***** Textauszug *****
Umgerechnet auf die Einwohnerzahl ist das immerhin schon gut halb so viel
wie in dem deutlich reicheren Deutschland.
Dieser plötzliche Nachfrageboom ist kaum zu decken. In Argentinien gibt es
rund 20 Hersteller und etwa 40 Zulieferer. Seit im Juni der totale Lockdown
in der Industrie aufgehoben wurde, können sie wieder produzieren, wenn sie
Hygienevorgaben einhalten. „Wir verkaufen gerade alles, was wir
produzieren, und wir könnten viel mehr liefern. Aber die Vorgaben schränken
die Produktion sehr ein“, sagt Ángel Berman, der Olom Bike leitet, den
größten Fahrradhersteller des Landes.
Die Importe sind ebenfalls erschwert, fallen aber ohnehin nicht sehr ins
Gewicht. 2019 wurden rund 90.000 Räder eingeführt, vor allem aus China, den
USA und Europa.
***** Gespeicherte Zeilen *****
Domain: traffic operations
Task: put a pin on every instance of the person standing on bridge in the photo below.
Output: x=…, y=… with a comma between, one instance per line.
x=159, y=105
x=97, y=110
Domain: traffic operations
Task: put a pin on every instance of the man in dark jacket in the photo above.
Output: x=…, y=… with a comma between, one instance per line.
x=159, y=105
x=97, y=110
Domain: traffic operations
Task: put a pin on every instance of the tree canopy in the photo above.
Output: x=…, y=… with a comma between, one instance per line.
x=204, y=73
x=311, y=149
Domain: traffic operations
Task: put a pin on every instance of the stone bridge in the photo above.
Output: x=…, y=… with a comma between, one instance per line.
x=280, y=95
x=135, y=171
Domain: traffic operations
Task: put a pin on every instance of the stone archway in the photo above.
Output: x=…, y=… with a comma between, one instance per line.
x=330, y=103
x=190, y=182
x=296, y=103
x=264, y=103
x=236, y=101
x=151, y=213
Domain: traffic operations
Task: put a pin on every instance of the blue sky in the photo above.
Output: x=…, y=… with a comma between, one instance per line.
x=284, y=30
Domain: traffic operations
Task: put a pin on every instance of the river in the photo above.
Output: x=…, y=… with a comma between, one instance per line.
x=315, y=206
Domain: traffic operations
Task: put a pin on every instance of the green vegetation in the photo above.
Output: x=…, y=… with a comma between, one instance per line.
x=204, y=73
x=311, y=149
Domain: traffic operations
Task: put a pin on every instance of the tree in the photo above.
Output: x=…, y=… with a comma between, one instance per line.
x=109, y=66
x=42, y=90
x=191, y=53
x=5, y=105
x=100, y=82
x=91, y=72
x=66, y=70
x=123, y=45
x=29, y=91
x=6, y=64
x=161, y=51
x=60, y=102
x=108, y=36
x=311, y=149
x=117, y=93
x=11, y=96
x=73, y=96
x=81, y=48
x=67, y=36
*****
*Schriftliche Aufgabe 1*:
Geben Sie sämtliche Zeilen der Datensätze als nummerierte Liste aus und lassen Sie dabei Leerzeilen weg.
*Schriftliche Aufgabe 2*:
Schreiben Sie den Textauszug über die Fahrradnachfrage in Argentinien im Anschluss an seinen letzten Satz weiter.

*Ausgabe 1*:
1. Domain: traffic operations
2. Task: put a pin on every instance of the person standing on bridge in the photo below.
3. Output: x=…, y=… with a comma between, one instance per line.
4. x=159, y=105
5. x=97, y=110
6. Domain: traffic operations
7. Task: put a pin on every instance of the man in dark jacket in the photo above.
8. Output: x=…, y=… with a comma between, one instance per line.
9. x=159, y=105
10. x=97, y=110
11. Domain: traffic operations
12. Task: put a pin on every instance of the tree canopy in the photo above.
13. Output: x=…, y=… with a comma between, one instance per line.
14. x=204, y=73
15. x=311, y=149
16. Domain: traffic operations
17. Task: put a pin on every instance of the stone bridge in the photo above.
18. Output: x=…, y=… with a comma between, one instance per line.
19. x=280, y=95
20. x=135, y=171
21. Domain: traffic operations
22. Task: put a pin on every instance of the stone archway in the photo above.
23. Output: x=…, y=… with a comma between, one instance per line.
24. x=330, y=103
25. x=190, y=182
26. x=296, y=103
27. x=264, y=103
28. x=236, y=101
29. x=151, y=213
30. Domain: traffic operations
31. Task: put a pin on every instance of the blue sky in the photo above.
32. Output: x=…, y=… with a comma between, one instance per line.
33. x=284, y=30
34. Domain: traffic operations
35. Task: put a pin on every instance of the river in the photo above.
36. Output: x=…, y=… with a comma between, one instance per line.
37. x=315, y=206
38. Domain: traffic operations
39. Task: put a pin on every instance of the green vegetation in the photo above.
40. Output: x=…, y=… with a comma between, one instance per line.
41. x=204, y=73
42. x=311, y=149
43. Domain: traffic operations
44. Task: put a pin on every instance of the tree in the photo above.
45. Output: x=…, y=… with a comma between, one instance per line.
46. x=109, y=66
47. x=42, y=90
48. x=191, y=53
49. x=5, y=105
50. x=100, y=82
51. x=91, y=72
52. x=66, y=70
53. x=123, y=45
54. x=29, y=91
55. x=6, y=64
56. x=161, y=51
57. x=60, y=102
58. x=108, y=36
59. x=311, y=149
60. x=117, y=93
61. x=11, y=96
62. x=73, y=96
63. x=81, y=48
64. x=67, y=36

*Ausgabe 2*:
## Wochenlange Wartezeiten
Wer ein neues Rad braucht, muss sich deshalb auf Wartezeiten einstellen.
„Alle wollen jetzt ein Mountainbike“, sagt Marco Lavalle vom Fahrradladen
im nördlichen Stadtteil Villa Urquiza. Lieferzeit? „Drei Wochen
mindestens“, sagt er und zeigt auf das blaulackierte Bike, das ihm als
Vorführmodell geblieben ist. „Daneben, das Normale, etwa sieben Tage.“ Alle
Modelle seien im letzten halben Jahr teurer geworden.“ Mindestens 30
Prozent, manche aber auch bis zu 240 Prozent.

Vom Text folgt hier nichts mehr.